In the entries below, count the lines that contain the string "flag", with uppercase and lowercase treated as different. Give only the number.

== DATA FOR THE TASK ==

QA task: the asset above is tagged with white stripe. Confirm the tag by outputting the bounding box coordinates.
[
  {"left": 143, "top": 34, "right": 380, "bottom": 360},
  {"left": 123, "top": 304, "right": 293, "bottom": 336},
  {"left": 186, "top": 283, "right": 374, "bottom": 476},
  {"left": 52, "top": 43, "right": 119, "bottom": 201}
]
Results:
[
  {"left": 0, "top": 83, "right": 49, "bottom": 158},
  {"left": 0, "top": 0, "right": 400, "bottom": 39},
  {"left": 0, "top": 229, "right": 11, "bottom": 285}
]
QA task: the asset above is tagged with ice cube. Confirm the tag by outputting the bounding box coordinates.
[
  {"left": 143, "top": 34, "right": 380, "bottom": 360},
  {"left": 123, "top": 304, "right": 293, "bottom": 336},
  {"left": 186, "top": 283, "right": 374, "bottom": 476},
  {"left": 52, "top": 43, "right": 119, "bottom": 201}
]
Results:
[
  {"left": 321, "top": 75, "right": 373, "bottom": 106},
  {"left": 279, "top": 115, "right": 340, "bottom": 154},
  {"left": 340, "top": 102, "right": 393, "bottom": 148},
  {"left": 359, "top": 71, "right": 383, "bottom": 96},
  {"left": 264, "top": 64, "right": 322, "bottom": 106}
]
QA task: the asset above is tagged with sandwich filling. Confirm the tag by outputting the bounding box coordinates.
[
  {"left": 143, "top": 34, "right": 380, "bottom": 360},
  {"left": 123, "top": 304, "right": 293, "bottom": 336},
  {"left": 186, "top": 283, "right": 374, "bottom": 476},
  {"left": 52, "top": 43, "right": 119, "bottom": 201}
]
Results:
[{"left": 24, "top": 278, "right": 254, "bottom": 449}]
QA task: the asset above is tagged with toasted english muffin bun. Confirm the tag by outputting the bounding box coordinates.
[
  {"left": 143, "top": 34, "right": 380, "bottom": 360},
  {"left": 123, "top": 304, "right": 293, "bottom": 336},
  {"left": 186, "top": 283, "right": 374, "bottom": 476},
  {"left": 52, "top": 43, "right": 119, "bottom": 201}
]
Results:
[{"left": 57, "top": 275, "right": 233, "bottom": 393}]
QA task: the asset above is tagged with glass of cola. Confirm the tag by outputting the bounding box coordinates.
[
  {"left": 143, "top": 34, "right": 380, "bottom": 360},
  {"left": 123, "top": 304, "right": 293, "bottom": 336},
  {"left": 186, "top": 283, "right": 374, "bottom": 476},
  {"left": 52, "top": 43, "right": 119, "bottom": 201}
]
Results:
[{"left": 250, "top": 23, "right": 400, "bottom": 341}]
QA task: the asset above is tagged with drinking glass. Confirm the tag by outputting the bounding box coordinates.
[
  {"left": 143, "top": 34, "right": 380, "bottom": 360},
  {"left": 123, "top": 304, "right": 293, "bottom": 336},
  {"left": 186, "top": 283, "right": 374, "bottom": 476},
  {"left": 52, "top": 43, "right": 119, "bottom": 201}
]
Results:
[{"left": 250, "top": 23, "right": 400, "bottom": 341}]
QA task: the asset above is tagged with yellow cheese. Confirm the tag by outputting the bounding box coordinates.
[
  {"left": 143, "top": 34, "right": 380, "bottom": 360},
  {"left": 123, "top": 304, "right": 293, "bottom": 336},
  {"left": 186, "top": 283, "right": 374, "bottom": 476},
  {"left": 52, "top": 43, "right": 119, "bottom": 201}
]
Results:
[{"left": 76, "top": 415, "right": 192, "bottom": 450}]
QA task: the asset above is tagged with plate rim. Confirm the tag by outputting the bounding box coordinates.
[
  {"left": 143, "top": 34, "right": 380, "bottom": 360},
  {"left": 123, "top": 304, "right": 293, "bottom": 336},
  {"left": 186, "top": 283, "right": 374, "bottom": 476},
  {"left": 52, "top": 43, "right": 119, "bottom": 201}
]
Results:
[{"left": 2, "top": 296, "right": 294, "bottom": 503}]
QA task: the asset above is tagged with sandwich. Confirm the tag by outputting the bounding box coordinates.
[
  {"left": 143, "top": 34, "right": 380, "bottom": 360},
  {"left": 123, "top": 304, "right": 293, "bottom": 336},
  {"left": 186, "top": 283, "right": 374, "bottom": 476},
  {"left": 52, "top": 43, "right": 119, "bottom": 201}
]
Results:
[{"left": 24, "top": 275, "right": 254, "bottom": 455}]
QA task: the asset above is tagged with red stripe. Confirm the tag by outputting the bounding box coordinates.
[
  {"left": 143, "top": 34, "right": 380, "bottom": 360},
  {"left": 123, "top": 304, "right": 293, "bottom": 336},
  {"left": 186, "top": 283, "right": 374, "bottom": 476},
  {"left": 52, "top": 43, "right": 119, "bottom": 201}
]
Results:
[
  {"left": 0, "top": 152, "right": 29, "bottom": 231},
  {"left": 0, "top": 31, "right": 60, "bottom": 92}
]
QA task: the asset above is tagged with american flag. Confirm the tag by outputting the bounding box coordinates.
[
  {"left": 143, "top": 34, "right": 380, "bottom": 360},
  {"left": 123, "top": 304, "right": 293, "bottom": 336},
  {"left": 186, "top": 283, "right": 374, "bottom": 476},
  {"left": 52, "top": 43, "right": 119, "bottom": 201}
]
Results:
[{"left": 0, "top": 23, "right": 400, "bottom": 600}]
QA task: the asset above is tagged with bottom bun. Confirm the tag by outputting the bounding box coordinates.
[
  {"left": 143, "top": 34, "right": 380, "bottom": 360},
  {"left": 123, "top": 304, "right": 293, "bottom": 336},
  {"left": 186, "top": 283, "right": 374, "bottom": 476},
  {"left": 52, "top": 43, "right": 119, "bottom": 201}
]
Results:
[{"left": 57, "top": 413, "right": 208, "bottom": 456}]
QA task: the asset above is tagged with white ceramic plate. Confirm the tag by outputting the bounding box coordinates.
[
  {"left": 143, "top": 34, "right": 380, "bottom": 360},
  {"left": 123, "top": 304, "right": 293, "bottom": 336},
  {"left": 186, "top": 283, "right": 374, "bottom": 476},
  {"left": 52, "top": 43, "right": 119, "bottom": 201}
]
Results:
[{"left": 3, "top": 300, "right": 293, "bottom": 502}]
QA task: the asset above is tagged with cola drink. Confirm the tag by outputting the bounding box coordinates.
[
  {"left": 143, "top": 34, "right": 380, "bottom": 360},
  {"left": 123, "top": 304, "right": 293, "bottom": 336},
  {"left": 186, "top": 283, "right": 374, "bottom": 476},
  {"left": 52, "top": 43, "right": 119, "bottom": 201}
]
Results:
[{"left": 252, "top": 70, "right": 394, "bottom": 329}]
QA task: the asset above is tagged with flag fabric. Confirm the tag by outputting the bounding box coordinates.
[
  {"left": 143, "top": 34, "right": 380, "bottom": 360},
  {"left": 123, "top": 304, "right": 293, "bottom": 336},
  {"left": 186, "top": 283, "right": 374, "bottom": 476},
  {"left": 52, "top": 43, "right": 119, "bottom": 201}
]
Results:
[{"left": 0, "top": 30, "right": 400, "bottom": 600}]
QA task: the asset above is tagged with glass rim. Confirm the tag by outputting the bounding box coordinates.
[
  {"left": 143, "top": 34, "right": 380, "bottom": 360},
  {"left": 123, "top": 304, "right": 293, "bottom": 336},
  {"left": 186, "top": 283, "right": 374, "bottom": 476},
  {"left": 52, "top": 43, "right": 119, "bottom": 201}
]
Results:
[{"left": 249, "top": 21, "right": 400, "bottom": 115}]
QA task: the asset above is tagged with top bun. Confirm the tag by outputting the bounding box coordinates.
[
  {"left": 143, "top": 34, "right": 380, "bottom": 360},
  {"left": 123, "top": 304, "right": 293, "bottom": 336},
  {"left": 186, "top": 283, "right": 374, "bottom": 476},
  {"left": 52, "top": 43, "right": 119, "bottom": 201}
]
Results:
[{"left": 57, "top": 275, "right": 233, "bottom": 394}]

===

- FINAL RESULT -
2